Data to examine:

# # # # # # #

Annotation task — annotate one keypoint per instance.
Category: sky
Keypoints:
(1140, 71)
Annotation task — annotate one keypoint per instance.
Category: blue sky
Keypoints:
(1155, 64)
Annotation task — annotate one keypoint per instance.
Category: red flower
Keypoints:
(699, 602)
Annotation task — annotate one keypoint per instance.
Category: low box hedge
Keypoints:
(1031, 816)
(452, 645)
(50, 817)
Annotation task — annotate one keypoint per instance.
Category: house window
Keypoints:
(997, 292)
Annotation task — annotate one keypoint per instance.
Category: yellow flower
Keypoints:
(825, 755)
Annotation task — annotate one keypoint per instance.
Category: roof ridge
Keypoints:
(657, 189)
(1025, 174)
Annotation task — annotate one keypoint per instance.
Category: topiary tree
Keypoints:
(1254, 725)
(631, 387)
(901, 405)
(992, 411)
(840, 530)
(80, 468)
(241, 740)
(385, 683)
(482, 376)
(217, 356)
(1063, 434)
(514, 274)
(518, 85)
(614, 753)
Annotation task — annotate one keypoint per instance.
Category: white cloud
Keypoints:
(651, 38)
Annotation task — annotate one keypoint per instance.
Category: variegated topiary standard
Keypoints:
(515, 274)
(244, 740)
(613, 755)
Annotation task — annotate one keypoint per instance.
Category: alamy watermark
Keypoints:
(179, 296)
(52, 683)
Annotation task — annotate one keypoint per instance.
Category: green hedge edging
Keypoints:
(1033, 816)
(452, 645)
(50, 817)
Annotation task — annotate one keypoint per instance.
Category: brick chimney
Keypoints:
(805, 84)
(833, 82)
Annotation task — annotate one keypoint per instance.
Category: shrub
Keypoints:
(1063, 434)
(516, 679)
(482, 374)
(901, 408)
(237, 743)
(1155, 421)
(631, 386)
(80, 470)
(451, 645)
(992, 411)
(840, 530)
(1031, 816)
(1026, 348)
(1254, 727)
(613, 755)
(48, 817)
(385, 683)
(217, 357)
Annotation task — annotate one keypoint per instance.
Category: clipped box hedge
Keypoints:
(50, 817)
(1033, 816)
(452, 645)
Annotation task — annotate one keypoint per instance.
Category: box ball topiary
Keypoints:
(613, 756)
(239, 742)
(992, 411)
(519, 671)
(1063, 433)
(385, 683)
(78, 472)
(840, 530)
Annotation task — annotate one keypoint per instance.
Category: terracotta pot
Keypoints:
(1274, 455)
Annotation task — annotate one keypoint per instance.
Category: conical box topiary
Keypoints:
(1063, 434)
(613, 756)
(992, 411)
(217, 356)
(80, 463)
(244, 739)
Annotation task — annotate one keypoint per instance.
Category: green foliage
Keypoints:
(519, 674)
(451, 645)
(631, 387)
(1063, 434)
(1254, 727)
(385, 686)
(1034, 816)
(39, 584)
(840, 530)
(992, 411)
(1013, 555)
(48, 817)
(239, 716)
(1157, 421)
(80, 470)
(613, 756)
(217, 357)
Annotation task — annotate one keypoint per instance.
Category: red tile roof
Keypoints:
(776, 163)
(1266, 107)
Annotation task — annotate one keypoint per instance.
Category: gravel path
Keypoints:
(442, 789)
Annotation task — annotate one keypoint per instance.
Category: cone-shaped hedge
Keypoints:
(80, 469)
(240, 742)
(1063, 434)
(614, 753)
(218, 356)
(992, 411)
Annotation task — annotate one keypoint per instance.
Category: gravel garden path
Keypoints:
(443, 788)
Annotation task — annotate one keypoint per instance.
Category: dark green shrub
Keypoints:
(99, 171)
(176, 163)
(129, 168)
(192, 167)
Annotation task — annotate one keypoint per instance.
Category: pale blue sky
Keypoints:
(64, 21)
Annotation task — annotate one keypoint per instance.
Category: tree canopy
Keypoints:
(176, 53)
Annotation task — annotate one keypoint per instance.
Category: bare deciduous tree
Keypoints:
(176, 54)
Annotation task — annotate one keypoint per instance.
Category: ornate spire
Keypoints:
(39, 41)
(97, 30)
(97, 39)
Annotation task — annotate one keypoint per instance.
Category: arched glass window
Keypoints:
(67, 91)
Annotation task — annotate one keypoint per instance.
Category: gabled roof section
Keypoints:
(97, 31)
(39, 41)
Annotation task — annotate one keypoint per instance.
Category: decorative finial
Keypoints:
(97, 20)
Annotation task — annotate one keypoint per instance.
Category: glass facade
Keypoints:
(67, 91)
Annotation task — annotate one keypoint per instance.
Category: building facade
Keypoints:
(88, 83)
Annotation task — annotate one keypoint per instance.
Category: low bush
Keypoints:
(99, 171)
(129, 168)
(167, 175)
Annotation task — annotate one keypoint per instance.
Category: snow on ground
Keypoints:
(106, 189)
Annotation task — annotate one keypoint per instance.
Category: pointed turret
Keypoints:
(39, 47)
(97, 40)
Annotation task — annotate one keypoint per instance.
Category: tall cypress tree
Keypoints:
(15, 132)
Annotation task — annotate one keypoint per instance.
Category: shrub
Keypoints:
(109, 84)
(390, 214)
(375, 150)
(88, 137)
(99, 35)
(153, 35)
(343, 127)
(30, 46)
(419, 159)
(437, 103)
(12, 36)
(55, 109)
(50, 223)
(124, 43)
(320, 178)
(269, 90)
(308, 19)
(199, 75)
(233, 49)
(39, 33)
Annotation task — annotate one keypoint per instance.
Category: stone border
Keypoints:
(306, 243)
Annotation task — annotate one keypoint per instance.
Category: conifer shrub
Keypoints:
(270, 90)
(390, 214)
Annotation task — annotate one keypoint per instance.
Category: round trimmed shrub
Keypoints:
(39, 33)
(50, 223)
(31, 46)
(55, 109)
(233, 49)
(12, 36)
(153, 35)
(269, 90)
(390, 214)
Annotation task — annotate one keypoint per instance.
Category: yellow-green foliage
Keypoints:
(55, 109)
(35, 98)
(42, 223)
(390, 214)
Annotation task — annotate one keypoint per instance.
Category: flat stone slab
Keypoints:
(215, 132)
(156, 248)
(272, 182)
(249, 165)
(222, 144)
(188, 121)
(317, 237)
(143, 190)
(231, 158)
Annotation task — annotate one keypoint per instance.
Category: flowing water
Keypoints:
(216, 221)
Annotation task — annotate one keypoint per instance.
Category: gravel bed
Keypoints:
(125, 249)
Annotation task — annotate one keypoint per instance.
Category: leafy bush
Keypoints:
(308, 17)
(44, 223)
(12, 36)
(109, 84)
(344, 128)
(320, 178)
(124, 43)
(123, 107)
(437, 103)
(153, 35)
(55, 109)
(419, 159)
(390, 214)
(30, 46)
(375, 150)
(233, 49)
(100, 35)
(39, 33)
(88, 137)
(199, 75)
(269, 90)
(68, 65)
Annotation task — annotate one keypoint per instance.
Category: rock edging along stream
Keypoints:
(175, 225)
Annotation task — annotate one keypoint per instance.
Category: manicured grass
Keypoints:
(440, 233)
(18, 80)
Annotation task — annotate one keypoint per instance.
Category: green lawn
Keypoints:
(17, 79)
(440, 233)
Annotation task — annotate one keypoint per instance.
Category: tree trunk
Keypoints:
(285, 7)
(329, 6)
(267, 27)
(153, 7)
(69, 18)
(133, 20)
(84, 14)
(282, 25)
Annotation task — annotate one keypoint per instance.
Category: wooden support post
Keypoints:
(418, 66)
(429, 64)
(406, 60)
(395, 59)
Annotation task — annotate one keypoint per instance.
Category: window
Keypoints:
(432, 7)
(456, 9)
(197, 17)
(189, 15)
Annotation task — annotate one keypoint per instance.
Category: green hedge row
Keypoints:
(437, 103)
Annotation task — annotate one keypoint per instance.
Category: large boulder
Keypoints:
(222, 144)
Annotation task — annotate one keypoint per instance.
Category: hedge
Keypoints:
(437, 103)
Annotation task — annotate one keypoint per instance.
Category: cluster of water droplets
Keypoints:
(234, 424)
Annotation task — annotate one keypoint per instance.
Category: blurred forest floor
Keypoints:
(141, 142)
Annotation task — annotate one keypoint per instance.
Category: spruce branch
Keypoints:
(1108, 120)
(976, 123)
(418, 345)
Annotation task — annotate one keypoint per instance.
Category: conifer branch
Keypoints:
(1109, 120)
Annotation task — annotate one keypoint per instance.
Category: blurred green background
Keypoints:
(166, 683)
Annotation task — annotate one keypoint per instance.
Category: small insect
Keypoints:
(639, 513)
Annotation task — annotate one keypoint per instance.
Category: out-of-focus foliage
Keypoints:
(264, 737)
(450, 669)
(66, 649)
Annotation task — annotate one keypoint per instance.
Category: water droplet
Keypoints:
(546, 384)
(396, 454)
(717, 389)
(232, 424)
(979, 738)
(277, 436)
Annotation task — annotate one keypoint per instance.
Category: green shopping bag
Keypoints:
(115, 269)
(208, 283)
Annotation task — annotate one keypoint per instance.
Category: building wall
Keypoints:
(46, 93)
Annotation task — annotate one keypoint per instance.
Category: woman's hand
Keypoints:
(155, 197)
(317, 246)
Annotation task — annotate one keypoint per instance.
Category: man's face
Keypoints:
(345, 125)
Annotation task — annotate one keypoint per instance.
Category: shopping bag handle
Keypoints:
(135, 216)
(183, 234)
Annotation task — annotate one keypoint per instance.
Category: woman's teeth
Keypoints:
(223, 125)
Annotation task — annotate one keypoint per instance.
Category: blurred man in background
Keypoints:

# # # # # # #

Problem statement:
Return the line that contains "Category: man's face", along with every line after it in the data above, exactly and with nothing else.

Task output:
Category: man's face
Keypoints:
(345, 125)
Annotation task — annotate one keypoint per instance.
Category: shopping bag handle
Keypoints:
(135, 216)
(183, 234)
Annotation task — annotate one keypoint per instance.
Category: woman's teeth
Keypoints:
(223, 125)
Annotation task — annotate one keypoint per instance.
Category: blurred man in background
Keypoints:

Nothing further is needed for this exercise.